◆ EXERCISE DIRECTIONS: Return the first line of the listing below and all the lines after it through the one containing "positive clicks: (260, 658) (223, 668)", exactly, without pictures.

◆ INPUT DATA:
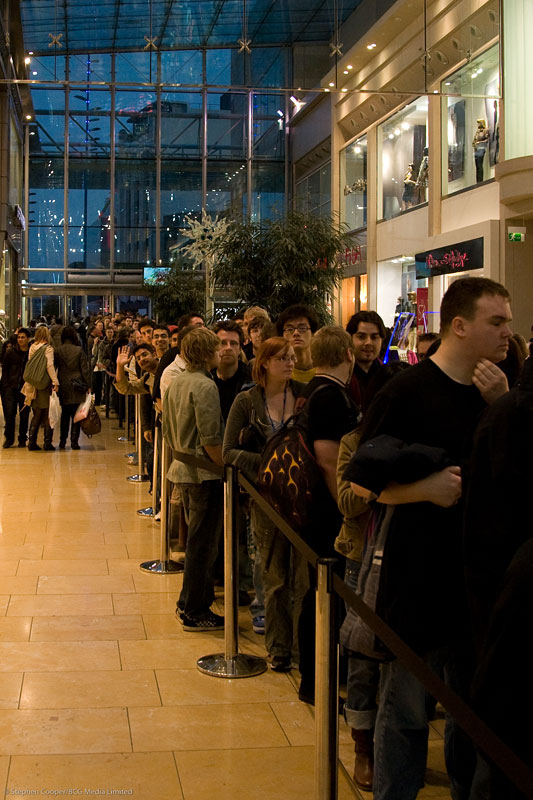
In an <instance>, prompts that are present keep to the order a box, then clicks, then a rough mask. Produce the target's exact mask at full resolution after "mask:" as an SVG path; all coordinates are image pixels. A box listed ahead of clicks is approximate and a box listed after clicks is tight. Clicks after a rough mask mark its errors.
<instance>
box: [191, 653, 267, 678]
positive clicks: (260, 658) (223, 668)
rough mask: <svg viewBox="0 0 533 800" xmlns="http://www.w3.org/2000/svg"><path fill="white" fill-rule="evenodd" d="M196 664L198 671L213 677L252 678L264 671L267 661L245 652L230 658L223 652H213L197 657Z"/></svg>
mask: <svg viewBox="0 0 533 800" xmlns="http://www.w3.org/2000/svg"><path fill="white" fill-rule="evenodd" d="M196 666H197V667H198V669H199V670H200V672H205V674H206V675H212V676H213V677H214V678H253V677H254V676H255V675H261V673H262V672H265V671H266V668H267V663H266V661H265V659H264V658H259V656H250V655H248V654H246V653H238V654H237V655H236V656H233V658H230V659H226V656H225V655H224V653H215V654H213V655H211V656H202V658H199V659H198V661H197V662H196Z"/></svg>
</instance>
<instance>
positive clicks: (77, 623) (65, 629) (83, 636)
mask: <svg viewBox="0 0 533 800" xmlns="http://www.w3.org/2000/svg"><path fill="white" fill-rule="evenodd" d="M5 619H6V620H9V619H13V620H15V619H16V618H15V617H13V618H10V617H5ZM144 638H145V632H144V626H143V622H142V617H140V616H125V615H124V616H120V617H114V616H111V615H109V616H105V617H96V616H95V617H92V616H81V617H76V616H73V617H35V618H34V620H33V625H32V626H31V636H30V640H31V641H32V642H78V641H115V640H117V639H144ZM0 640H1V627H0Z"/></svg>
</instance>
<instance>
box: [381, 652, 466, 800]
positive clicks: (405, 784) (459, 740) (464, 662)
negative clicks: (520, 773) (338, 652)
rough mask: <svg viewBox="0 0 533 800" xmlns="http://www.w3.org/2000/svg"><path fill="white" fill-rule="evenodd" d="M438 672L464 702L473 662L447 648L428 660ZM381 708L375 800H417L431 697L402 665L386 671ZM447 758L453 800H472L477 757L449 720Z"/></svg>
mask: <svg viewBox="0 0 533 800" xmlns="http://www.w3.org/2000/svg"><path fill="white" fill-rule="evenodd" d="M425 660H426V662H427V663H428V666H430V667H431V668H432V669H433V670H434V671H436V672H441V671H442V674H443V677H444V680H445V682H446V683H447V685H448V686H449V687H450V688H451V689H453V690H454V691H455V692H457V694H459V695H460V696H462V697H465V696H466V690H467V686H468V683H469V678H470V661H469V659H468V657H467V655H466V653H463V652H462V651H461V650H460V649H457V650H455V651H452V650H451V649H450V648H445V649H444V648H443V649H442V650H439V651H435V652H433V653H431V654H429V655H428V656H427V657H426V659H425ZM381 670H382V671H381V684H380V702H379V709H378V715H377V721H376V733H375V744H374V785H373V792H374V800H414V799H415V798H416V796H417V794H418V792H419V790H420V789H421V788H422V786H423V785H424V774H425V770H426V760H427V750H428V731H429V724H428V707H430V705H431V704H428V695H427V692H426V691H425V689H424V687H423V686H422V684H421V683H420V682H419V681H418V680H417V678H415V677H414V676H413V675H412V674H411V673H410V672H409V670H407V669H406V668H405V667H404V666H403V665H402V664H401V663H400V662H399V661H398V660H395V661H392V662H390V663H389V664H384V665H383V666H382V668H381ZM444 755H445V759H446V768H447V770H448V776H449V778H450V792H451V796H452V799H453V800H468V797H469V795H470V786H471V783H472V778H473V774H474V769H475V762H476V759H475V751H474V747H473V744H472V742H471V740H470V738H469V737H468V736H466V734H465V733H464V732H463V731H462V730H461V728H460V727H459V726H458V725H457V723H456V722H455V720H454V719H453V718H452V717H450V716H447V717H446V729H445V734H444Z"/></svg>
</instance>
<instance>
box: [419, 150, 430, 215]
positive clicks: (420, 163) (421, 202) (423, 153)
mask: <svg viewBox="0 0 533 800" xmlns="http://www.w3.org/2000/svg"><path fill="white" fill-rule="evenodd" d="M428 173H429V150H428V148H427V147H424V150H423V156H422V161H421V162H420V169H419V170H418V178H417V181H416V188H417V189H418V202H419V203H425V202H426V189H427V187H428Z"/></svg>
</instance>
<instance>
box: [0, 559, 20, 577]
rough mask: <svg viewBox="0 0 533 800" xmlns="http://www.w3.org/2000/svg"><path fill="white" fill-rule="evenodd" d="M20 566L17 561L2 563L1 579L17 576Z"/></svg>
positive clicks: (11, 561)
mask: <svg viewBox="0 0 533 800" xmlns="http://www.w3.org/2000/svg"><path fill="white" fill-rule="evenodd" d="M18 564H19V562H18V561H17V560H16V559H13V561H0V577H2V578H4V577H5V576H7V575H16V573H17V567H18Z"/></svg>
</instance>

◆ TASK SOLUTION:
In an <instance>, prompts that are present keep to the order a box, then clicks, then a rough mask. Produce the target's exact mask at full resolution after "mask:" as an SVG path; all coordinates are image pixels. A box listed ahead of clicks is approximate and a box listed after clicks is tight. Clicks after a rough mask mark its errors.
<instance>
box: [191, 653, 267, 678]
positive clicks: (260, 658) (223, 668)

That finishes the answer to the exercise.